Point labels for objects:
··········
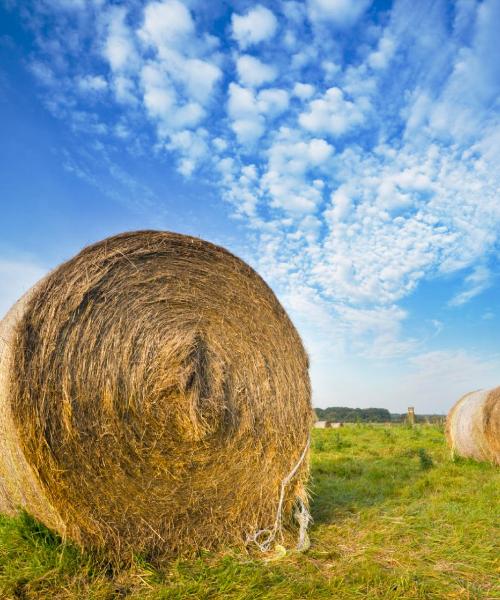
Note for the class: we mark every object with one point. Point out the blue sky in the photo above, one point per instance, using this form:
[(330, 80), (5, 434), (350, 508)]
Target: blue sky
[(349, 150)]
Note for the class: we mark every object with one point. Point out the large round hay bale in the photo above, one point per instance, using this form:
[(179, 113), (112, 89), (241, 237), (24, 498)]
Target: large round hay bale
[(153, 397), (473, 426)]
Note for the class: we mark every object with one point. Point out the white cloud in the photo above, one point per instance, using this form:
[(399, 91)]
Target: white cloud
[(476, 283), (252, 72), (166, 24), (119, 48), (379, 59), (272, 101), (333, 114), (341, 13), (92, 83), (199, 78), (258, 25), (304, 91), (247, 123)]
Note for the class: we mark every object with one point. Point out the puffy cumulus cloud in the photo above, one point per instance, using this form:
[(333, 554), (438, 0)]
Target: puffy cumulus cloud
[(476, 283), (355, 192), (257, 25), (193, 147), (119, 44), (341, 13), (252, 72), (304, 91), (273, 101), (246, 120), (92, 83), (333, 114), (291, 160), (169, 28), (249, 110), (379, 59), (473, 85), (167, 25)]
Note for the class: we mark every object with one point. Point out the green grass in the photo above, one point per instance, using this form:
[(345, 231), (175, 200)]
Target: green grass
[(394, 518)]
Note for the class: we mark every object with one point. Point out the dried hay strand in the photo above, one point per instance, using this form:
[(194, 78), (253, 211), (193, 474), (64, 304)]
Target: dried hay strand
[(473, 426), (154, 395)]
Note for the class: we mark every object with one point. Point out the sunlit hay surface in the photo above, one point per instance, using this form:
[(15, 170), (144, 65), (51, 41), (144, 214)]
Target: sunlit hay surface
[(160, 394), (473, 426)]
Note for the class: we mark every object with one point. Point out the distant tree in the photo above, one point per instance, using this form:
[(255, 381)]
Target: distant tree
[(345, 414)]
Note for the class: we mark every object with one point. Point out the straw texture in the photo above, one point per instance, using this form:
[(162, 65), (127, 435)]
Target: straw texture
[(154, 395), (473, 426)]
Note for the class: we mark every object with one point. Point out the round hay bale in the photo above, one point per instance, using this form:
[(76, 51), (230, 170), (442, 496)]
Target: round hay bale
[(473, 426), (154, 395)]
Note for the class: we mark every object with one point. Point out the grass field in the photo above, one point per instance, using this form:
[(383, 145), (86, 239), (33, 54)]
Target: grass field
[(394, 517)]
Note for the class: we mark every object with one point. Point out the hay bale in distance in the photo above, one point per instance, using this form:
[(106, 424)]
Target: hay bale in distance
[(153, 396), (473, 426)]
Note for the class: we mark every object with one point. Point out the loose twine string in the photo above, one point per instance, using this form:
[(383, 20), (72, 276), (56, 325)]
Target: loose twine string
[(301, 515)]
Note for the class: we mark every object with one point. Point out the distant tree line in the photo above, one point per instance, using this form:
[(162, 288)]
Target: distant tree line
[(344, 414)]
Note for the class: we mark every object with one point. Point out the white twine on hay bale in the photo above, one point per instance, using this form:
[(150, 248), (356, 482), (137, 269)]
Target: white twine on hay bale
[(301, 514)]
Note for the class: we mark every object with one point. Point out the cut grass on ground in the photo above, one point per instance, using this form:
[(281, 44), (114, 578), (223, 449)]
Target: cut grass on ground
[(394, 518)]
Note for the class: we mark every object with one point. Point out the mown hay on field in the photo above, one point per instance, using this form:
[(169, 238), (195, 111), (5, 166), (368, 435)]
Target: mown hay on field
[(473, 426), (153, 396)]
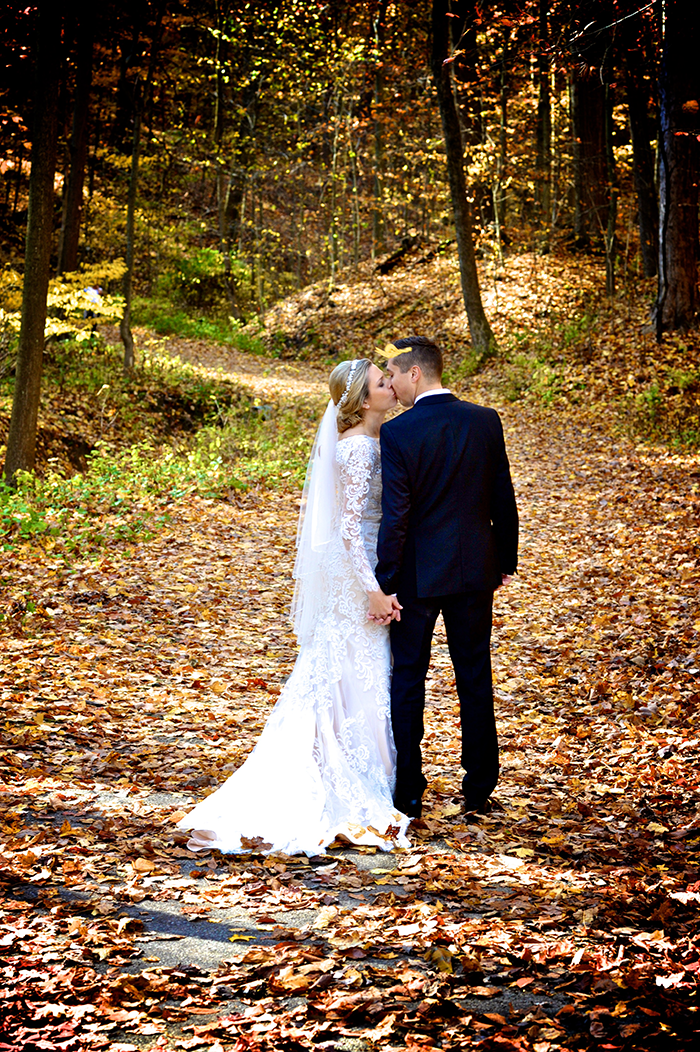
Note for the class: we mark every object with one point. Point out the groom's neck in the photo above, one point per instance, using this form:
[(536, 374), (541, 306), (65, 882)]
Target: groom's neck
[(423, 386)]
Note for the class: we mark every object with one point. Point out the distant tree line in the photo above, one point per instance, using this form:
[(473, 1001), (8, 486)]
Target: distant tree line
[(231, 152)]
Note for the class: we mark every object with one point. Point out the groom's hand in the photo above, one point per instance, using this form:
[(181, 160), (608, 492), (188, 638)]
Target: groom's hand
[(383, 608)]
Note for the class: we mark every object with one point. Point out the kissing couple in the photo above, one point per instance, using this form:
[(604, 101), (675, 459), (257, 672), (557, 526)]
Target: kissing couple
[(398, 523)]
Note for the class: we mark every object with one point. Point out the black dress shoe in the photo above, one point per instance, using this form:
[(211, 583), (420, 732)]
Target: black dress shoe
[(413, 808), (478, 807)]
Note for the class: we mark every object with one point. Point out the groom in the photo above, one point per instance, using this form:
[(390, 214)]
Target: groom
[(448, 538)]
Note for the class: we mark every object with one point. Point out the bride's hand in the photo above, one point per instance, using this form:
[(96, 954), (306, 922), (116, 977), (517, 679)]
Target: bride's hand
[(383, 608)]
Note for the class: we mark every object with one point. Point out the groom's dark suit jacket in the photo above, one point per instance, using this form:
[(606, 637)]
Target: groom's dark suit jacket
[(450, 522)]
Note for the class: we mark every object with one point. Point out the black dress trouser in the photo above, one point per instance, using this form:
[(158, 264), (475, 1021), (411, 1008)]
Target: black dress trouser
[(467, 619)]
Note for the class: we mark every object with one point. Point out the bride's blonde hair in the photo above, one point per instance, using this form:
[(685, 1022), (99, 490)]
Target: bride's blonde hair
[(348, 391)]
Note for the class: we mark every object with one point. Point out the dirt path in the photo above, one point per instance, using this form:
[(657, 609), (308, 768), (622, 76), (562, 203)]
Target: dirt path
[(563, 919)]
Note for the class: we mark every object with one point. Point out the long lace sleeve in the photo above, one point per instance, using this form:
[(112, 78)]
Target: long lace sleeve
[(356, 465)]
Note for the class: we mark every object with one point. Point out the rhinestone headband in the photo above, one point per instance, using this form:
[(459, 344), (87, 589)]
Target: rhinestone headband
[(343, 397)]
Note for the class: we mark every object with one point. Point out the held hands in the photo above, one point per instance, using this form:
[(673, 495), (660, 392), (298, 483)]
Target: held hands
[(383, 608)]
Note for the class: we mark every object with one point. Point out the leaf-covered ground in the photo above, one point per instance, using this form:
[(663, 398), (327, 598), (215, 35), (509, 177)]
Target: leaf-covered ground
[(566, 918)]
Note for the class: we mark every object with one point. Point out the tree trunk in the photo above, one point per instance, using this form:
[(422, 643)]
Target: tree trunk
[(500, 182), (588, 118), (140, 96), (679, 169), (642, 160), (127, 280), (225, 191), (483, 340), (378, 231), (22, 436), (543, 162), (70, 236)]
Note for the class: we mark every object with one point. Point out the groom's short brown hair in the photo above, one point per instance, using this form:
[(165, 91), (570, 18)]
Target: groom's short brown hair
[(419, 350)]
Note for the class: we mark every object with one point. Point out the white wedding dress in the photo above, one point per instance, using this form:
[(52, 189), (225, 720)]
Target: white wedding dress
[(323, 766)]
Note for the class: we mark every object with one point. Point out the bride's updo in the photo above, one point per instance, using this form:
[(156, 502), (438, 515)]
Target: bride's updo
[(350, 386)]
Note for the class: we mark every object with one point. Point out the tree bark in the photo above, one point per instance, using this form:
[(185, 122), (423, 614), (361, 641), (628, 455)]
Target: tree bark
[(22, 436), (483, 340), (590, 122), (642, 161), (127, 281), (679, 169), (543, 161), (70, 236), (140, 95)]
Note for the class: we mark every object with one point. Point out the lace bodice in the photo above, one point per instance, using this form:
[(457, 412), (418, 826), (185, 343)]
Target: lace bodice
[(324, 765), (359, 467)]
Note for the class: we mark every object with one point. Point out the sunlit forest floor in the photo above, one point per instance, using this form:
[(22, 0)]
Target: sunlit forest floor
[(139, 678)]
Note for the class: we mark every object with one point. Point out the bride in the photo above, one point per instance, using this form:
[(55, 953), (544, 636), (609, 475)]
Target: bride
[(323, 766)]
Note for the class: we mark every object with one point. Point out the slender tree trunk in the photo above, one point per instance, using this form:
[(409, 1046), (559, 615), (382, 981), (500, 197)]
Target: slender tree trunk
[(543, 162), (127, 280), (225, 194), (483, 340), (679, 169), (378, 233), (499, 188), (22, 436), (611, 228), (140, 97), (70, 236), (647, 208), (588, 119)]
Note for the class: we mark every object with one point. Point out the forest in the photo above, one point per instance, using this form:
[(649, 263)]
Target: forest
··········
_Short problem_: Copy the lines above without any change, from the line that contains "the sunlit forest" through the line that contains "[(139, 678)]", including both of those lines.

_Final answer_:
Note for the class: we mark every object with one point. Point out the sunlit forest floor in the photo above, one point per instance, using this form:
[(22, 0)]
Target: sunlit forest floor
[(139, 678)]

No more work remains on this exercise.